Repeat each of the following items line for line, without changing anything.

[A run of items]
* BEGIN *

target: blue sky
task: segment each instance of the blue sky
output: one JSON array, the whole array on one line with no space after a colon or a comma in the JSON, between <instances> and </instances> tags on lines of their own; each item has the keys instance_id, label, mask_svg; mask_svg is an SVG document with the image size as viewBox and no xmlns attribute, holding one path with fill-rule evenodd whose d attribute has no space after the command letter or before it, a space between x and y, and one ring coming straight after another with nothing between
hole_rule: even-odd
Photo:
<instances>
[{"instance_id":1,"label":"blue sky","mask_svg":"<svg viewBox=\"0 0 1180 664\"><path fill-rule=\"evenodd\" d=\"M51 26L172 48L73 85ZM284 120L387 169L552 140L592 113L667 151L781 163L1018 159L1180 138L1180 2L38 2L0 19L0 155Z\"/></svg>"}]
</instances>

* END *

• [COMPLETE ANSWER]:
target: blue sky
task: segment each instance of the blue sky
output: one JSON array, the whole array on one line with no space after a colon or a comma in the JSON, between <instances> and </instances> tags on lines of their own; each item has the keys instance_id, label, mask_svg; mask_svg is an SVG document with the image size as viewBox and no xmlns attribute, holding one path with fill-rule evenodd whose d attribute has no space after the command letter or before it, a space between x and y, and one ring coming straight after another with nothing between
hole_rule: even-odd
Photo:
<instances>
[{"instance_id":1,"label":"blue sky","mask_svg":"<svg viewBox=\"0 0 1180 664\"><path fill-rule=\"evenodd\" d=\"M51 26L172 48L73 85ZM284 120L387 169L552 140L592 113L667 151L781 163L1018 159L1180 138L1180 2L38 2L0 19L0 155Z\"/></svg>"}]
</instances>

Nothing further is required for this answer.